### EXERCISE INSTRUCTIONS
For the entries presented below, indicate the number of lines that include the word "building", adding nothing else.

### EXCERPTED RECORDS
▶
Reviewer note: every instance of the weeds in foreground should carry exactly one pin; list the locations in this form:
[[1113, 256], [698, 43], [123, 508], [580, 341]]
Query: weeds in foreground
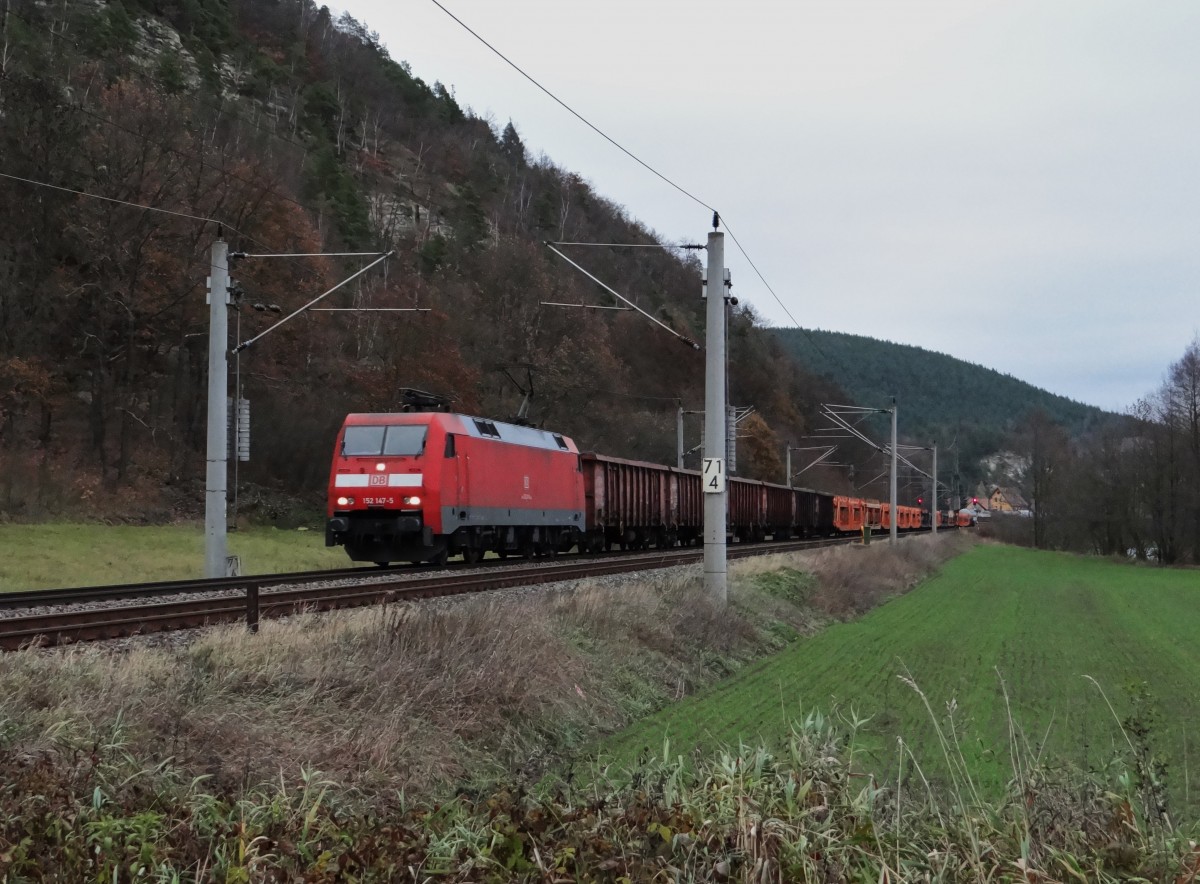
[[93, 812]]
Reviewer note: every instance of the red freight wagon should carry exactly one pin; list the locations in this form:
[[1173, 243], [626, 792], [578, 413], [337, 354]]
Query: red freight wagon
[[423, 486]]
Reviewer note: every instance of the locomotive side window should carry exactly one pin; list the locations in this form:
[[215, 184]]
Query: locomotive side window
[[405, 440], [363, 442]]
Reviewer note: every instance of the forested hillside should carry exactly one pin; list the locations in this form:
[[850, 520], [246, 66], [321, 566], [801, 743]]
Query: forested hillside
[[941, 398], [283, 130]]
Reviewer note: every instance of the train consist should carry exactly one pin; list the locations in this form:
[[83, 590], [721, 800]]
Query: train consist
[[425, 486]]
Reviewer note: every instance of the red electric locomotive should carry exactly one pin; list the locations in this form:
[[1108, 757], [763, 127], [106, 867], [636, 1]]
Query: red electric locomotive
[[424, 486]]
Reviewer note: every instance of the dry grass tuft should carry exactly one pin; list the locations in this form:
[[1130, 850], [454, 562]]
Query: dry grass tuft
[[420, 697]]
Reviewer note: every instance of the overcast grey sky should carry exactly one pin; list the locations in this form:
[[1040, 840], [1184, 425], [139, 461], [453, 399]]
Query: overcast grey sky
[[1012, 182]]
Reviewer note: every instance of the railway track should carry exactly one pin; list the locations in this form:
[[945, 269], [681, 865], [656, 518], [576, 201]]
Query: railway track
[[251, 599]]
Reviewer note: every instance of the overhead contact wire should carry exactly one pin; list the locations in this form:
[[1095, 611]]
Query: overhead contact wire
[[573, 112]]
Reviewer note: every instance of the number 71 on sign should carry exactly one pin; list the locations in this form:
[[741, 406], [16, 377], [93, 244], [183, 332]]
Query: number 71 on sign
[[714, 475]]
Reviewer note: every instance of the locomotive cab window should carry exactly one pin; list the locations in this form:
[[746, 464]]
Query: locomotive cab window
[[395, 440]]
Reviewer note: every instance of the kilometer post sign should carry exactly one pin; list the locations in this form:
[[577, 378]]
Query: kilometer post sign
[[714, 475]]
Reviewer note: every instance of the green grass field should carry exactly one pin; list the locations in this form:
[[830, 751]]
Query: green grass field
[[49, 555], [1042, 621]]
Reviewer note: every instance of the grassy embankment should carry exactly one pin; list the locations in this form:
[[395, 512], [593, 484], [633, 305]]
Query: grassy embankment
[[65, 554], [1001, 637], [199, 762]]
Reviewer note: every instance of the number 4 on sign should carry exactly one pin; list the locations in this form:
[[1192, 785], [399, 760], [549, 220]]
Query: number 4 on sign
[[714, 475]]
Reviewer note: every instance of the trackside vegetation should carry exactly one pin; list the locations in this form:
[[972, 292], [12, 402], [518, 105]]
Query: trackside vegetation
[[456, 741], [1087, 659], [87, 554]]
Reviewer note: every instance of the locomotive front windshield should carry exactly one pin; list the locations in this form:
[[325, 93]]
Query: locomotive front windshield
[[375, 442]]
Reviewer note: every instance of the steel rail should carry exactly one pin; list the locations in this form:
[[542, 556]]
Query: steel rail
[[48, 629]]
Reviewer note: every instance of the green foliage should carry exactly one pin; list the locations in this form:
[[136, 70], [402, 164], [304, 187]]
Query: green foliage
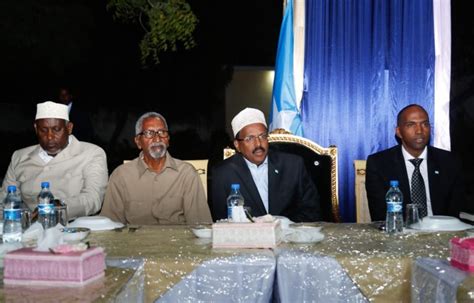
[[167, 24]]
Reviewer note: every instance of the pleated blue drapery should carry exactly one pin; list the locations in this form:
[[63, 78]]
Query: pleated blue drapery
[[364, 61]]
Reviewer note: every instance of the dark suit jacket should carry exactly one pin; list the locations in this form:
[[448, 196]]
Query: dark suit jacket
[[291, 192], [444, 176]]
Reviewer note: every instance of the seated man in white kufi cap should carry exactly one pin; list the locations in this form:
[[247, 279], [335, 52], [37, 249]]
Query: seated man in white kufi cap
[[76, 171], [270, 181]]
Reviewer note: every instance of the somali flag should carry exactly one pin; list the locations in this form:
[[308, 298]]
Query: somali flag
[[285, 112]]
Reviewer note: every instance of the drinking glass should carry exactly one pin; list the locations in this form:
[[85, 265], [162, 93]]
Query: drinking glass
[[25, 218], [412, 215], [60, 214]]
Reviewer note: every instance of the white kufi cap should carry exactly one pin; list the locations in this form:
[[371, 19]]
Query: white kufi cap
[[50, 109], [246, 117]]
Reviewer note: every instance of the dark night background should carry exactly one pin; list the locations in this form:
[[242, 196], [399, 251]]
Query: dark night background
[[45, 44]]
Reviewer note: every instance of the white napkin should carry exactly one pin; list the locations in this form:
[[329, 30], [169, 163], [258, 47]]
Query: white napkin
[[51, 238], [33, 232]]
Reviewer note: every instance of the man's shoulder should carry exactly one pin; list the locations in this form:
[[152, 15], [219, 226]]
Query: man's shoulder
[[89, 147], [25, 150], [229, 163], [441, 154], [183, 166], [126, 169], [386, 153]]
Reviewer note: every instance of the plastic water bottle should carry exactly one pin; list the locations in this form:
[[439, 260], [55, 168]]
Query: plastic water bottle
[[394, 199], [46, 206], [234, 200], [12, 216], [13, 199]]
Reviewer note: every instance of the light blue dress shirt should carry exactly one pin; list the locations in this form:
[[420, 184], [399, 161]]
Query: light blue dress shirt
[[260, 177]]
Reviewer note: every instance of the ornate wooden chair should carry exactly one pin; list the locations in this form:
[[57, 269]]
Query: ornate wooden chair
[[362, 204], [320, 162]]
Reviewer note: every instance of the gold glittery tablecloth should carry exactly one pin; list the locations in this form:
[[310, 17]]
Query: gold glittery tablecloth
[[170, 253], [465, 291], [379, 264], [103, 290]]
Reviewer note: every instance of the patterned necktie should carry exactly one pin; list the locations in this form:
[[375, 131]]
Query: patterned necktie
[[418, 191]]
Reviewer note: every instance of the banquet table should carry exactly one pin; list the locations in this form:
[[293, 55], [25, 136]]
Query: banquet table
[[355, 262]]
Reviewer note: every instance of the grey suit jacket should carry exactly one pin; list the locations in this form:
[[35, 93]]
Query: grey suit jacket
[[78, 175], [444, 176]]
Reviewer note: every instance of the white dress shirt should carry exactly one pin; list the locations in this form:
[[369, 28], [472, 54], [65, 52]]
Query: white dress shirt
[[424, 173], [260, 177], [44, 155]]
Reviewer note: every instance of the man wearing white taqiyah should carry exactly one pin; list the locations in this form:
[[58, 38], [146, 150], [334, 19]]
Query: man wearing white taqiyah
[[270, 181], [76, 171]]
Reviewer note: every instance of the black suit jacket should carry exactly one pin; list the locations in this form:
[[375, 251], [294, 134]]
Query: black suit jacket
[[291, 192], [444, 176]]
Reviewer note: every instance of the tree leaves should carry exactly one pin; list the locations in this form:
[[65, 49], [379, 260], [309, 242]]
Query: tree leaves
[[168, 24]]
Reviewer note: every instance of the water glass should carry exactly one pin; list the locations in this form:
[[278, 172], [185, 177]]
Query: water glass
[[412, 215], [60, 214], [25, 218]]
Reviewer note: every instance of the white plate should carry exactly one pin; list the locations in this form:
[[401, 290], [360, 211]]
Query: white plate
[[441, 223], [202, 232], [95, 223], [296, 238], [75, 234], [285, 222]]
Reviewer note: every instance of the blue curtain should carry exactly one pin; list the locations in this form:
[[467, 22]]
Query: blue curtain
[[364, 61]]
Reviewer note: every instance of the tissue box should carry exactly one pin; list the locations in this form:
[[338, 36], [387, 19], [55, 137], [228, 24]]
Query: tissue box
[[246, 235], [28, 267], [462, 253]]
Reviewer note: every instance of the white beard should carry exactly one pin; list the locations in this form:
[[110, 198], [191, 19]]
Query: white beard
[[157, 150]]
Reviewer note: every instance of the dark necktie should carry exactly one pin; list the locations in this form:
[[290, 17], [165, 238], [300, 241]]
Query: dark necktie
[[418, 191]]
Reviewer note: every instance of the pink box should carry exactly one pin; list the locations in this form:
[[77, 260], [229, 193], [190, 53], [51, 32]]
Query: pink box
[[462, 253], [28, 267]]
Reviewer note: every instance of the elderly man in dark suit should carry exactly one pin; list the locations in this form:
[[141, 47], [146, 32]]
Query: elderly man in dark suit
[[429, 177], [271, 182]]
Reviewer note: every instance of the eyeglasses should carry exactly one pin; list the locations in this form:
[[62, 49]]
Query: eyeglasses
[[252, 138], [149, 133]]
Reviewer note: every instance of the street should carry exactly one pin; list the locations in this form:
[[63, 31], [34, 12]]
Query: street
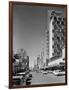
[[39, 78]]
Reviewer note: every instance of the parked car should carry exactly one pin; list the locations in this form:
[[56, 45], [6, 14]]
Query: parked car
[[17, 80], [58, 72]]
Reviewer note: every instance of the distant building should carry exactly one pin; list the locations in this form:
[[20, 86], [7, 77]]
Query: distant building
◀
### YOUR RESPONSE
2